10 Ocak 2011 Pazartesi

MISIR'DAN BEKLEDİĞİM HABER SAHNEDEN GELDİ


1975 Ankara doğumlu Mete Horozoğlu, animatörlük ve 657'li asistanlık günlerinin ardından kendini sahnede buldu. "Hisseder, içimde duyardım. Nasıl desem? Büyük bir şey olacağını bilirdim. Mısır'da bir akraba çıkacak ve bana büyük bir miras bırakacak sanırdım." diyen Horozoğlu'nun beklediği o büyük 'şey' oyunculukmuş meğer...



Siz nerelisiniz?

Yakın çevremin en çok sorduğu sorudur bu: 'Ya Mete nerelisin sen?' Ailem şu anda Antakya'da yaşıyor, ben de fırsat buldukça giderim oraya. Ankara doğumluyum ama anne baba Bursalı. Boşnak'ız biz. Babam Ankara'ya iş kurmak için gidiyor. Bir ara işleri bozuluyor ve önce Yalova, sonra Karamürsel'e taşınıyoruz. Karamürsel Ticaret Lisesi'nde okudum ben. Mezun olunca Ankara'da yaşayan ablamın yanına gittim. Orada iki yıllık yüksek muhasebeyi kazandım ama okula gitmek yerine Antalya'ya kaçtım. 3-4 yıl animatörlük yaptım. Sonra eşin dostun ısrarıyla üniversiteyi bitirmek için Ankara'ya döndüm. Okula gidip durumu öğreneceğim sabah, tam ayakkabılarımı bağlarken kapı çaldı. Postacı, 'Mete Horozoğlu' dedi. Üç senedir yokum, şehirdeki ilk sabahımda postacı bana mektup getiriyor. İmza mimza, bir baktım 'Okulla ilişiğiniz kesilmiştir' yazıyor kâğıtta. Böyle kaldım tabii. Napalım napalım derken ablamın bir arkadaşı vasıtasıyla seslendirme yapmaya başladım. Oradan Devlet Tiyatrosu'nda figürasyon, sonra da üniversite. Planlasan olmaz. Seslendirme, figürasyon, sınava hazırlık, kazanma; hepsi 6 ay sürdü. 22 yaşında yeniden üniversiteli oldum.

Hepsi tesadüf mü bunların? Hiç kararlılık yok mu?

Yok. Ankara Devlet Tiyatrosu'nda figürasyon yapmaya başladığımda '4. Murat' sahneleniyordu. Çok etkileyiciydi. 'Bu ne, nasıl yapılır bu iş?' diye sormaya başladım. Dediler, 'okulu var.' 'Nasıl hazırlanılır, ne yapılır?' diyor soruyorum 'Sireno da Berjerak' diyorlar; o ne, hiçbir fikrim yok. Hayatımda sadece bir oyun izlemişim. Okuduğum kitap yok doğru düzgün. Bir Jack London 'Beyaz Diş', bir de nereden geçtiyse elime Montaigne 'Denemeler'. Neyse girdim sınava, kazandım: Eskişehir Anadolu Üniversitesi Devlet Konservatuarı Oyunculuk Bölümü.

Veri Kayıtları:
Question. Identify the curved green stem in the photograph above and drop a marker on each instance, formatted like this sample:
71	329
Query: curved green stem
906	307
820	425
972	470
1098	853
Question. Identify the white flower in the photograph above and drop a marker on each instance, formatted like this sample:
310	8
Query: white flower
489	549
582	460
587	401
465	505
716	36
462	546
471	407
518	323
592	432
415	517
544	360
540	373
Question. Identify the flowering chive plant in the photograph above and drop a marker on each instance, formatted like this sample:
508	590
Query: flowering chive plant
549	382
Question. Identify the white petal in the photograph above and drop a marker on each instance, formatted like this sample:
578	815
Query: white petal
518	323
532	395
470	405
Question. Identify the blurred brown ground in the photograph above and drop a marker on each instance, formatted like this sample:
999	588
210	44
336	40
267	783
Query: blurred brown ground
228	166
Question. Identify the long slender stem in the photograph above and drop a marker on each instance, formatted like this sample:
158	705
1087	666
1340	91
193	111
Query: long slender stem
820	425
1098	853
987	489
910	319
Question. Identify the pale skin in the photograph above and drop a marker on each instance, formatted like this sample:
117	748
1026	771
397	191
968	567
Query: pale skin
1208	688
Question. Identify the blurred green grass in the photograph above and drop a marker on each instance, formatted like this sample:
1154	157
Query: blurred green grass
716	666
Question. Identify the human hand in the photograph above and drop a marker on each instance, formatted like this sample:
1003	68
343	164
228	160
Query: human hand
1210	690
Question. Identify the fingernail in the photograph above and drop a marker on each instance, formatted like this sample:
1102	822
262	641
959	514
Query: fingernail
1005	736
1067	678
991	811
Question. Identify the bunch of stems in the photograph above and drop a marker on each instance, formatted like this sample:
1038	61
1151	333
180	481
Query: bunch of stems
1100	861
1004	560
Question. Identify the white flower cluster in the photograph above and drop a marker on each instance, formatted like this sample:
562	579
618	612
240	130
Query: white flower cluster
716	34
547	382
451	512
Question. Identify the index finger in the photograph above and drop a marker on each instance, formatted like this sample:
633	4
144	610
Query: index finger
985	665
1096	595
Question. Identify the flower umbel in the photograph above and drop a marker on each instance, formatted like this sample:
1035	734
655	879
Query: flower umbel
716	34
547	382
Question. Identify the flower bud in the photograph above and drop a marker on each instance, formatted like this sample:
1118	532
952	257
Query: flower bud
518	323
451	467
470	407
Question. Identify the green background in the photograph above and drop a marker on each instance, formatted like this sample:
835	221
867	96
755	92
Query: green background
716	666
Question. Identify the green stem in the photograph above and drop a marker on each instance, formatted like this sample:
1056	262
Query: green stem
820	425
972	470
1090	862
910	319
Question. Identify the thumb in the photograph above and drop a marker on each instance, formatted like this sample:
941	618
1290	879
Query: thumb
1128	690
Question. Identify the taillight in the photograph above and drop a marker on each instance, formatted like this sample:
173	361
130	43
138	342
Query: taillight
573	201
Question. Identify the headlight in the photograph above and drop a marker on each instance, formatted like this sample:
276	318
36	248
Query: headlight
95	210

Görev Yönergesi:
Mete Horozoğlu söyleşisindeki "22 yaşında yeniden üniversiteli oldum." cümlesini İngilizceye çevirin.

Görevin Yanıtı:
At the age of 22, I became a university student again.